# OBJECTIVES
1: In the commentary on the New York Times story about the teacher value-added study, roughly what share of the story was spent on the quoted passages?
2: For each statement below, say whether it agrees with the commentary on the New York Times story about the teacher value-added study. Answer yes or no, and quote the deciding words of the commentary. (a) The New York Times story ran 1142 words in all. (b) Professor Rockoff said the message is to fire people sooner rather than later. (c) Replacing a poor teacher with an average one would raise a single classroom's lifetime earnings by about $266,000.
3: Continue the commentary on the New York Times story about the teacher value-added study, starting after its last sentence.

Earlier today on Twitter, Annie Lowrey and I had a brief exchange (or an exchange of tweets) about the column inches she used for the Hanushek-like extrapolation in Friday’s New York Time story on the Chetty, Friedman, and Rockoff value-added measure paper.1 Of 1142 words for the story as a whole, about 15% of the story was spent on the following passages:
All else equal, a student with one excellent teacher for one year between fourth and eighth grade would gain $4,600 in lifetime income, compared to a student of similar demographics who has an average teacher….
In the aggregate, these differences are potentially enormous. Replacing a poor teacher with an average one would raise a single classroom’s lifetime earnings by about $266,000, the economists estimate. Multiply that by a career’s worth of classrooms.
“If you leave a low value-added teacher in your school for 10 years, rather than replacing him with an average teacher, you are hypothetically talking about $2.5 million in lost income,” said Professor Friedman, one of the coauthors….
“The message is to fire people sooner rather than later,” Professor Friedman said.
There are two reasons why those passages concerned me. One was the policy frame the paper’s authors accepted from Erik Hanushek: the main way you improve teaching is by firing people. But more relevant to the reporting, Lowrey was spending a measurable amount of space on the weakest part of the paper.

# LISTED RECORDS
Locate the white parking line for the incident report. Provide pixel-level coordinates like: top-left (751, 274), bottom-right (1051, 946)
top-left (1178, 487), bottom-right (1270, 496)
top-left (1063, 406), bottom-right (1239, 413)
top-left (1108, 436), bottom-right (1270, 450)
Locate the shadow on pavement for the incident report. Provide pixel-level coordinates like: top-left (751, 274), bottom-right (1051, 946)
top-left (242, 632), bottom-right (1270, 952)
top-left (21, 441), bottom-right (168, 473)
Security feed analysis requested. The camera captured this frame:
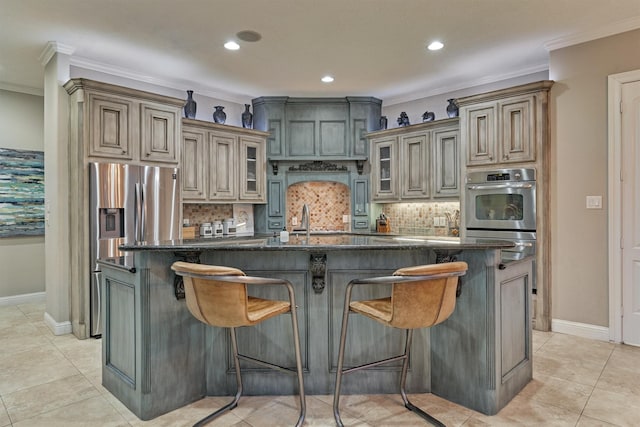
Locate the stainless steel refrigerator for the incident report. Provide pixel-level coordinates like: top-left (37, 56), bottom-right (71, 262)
top-left (89, 163), bottom-right (180, 337)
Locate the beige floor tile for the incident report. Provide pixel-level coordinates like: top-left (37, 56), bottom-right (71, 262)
top-left (125, 397), bottom-right (251, 427)
top-left (519, 374), bottom-right (593, 413)
top-left (0, 322), bottom-right (46, 355)
top-left (576, 415), bottom-right (616, 427)
top-left (583, 387), bottom-right (640, 426)
top-left (536, 334), bottom-right (615, 365)
top-left (409, 393), bottom-right (477, 427)
top-left (532, 331), bottom-right (553, 353)
top-left (0, 343), bottom-right (79, 396)
top-left (533, 349), bottom-right (605, 387)
top-left (0, 399), bottom-right (11, 427)
top-left (52, 334), bottom-right (102, 373)
top-left (13, 396), bottom-right (130, 427)
top-left (464, 396), bottom-right (580, 427)
top-left (2, 374), bottom-right (99, 422)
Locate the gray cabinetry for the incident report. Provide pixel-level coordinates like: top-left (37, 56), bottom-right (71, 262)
top-left (351, 178), bottom-right (370, 230)
top-left (65, 79), bottom-right (184, 164)
top-left (182, 127), bottom-right (207, 200)
top-left (368, 119), bottom-right (460, 203)
top-left (458, 81), bottom-right (551, 166)
top-left (253, 97), bottom-right (382, 160)
top-left (182, 119), bottom-right (267, 203)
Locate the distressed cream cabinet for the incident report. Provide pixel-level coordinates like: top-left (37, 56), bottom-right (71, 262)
top-left (456, 80), bottom-right (554, 331)
top-left (182, 119), bottom-right (268, 203)
top-left (367, 118), bottom-right (460, 203)
top-left (65, 79), bottom-right (184, 165)
top-left (64, 79), bottom-right (184, 338)
top-left (458, 81), bottom-right (551, 166)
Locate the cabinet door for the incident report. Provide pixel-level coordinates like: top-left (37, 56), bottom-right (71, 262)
top-left (433, 129), bottom-right (460, 197)
top-left (371, 137), bottom-right (398, 202)
top-left (239, 137), bottom-right (267, 202)
top-left (463, 103), bottom-right (498, 166)
top-left (208, 133), bottom-right (238, 201)
top-left (89, 93), bottom-right (133, 160)
top-left (498, 95), bottom-right (536, 163)
top-left (400, 133), bottom-right (431, 199)
top-left (140, 103), bottom-right (180, 163)
top-left (182, 129), bottom-right (207, 200)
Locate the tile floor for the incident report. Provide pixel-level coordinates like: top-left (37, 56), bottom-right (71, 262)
top-left (0, 304), bottom-right (640, 427)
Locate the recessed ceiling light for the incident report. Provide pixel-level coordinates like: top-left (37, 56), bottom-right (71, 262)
top-left (236, 30), bottom-right (262, 42)
top-left (427, 41), bottom-right (444, 50)
top-left (224, 41), bottom-right (240, 50)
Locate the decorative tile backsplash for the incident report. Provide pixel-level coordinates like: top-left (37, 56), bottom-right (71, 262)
top-left (286, 181), bottom-right (351, 231)
top-left (183, 188), bottom-right (460, 236)
top-left (182, 203), bottom-right (233, 227)
top-left (382, 202), bottom-right (460, 236)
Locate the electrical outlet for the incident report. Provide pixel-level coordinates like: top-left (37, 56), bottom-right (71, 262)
top-left (587, 196), bottom-right (602, 209)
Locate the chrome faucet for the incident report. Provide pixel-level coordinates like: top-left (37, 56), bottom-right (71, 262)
top-left (300, 203), bottom-right (311, 242)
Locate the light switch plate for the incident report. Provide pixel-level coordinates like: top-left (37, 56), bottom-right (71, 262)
top-left (587, 196), bottom-right (602, 209)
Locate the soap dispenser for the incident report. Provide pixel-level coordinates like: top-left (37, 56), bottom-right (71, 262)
top-left (280, 227), bottom-right (289, 243)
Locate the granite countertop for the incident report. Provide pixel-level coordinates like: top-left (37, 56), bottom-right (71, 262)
top-left (119, 233), bottom-right (515, 251)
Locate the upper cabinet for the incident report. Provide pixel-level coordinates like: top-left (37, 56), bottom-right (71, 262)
top-left (65, 79), bottom-right (184, 165)
top-left (253, 97), bottom-right (382, 160)
top-left (457, 80), bottom-right (553, 167)
top-left (367, 118), bottom-right (460, 202)
top-left (182, 119), bottom-right (267, 203)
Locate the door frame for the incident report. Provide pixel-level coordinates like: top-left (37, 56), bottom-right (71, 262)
top-left (608, 70), bottom-right (640, 343)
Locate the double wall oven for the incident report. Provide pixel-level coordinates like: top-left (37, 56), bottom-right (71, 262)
top-left (464, 168), bottom-right (536, 283)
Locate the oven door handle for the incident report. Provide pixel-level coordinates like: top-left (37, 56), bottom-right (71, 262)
top-left (467, 182), bottom-right (534, 190)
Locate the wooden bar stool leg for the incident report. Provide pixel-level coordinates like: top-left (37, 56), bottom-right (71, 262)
top-left (333, 284), bottom-right (352, 427)
top-left (193, 328), bottom-right (242, 427)
top-left (287, 284), bottom-right (307, 427)
top-left (400, 329), bottom-right (445, 427)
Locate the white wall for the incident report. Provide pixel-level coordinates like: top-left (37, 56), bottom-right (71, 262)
top-left (382, 71), bottom-right (549, 129)
top-left (0, 89), bottom-right (45, 304)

# ANSWERS TO EACH TASK
1: About 15% of the story.

2:
(a) Yes: "Of 1142 words for the story as a whole"
(b) No: "“The message is to fire people sooner rather than later,” Professor Friedman said."
(c) Yes: "Replacing a poor teacher with an average one would raise a single classroom’s lifetime earnings by about $266,000, the economists estimate."

3:
I understand the instinct of reporters to look for implications, especially in reporting research. Who cares that CFR created a new algorithm to test whether a teacher’s value-added measures might be an artifact of student assignment within a school? My professional judgment is that’s much more important than the (s)extrapolation in section 5 of the paper. But it is very hard work for a reporter to explain that significance, and when researchers such as Erik Hanushek or Chetty, Friedman, and Rockoff give you a hook, it’s hard to resist a strong sound bite.
I don’t think Chetty, Friedman, and Rockoff wrote the paper to attract reporters’ interest by section 5 — if so, it wouldn’t really be section 5. But Friedman certainly went there in the interview, and Lowrey used it. The same space could have been used to get Jesse Rothstein’s views on whether the paper addressed the potential bias of value-added measures. While Lowrey quotes Rothstein, it’s on a different point entirely. If you’re writing a story for the New York Times, for goodness’ sake, don’t talk about the research equivalent of the Kardashians when there’s more substantive material available! Lowrey’s a good reporter on the whole, but in this case I cringed at the waste of space on (s)extrapolation.
For another view on the same question, here’s Bruce Baker (who lays more of the blame on Chetty and Friedman):
These two quotes by authors of the study were unnecessary and inappropriate. Perhaps it’s just how NYT spun it… or simply what the reporter latched on to. I’ve been there. But these quotes in my view undermine a study that has a lot of interesting stuff and cool data embedded within.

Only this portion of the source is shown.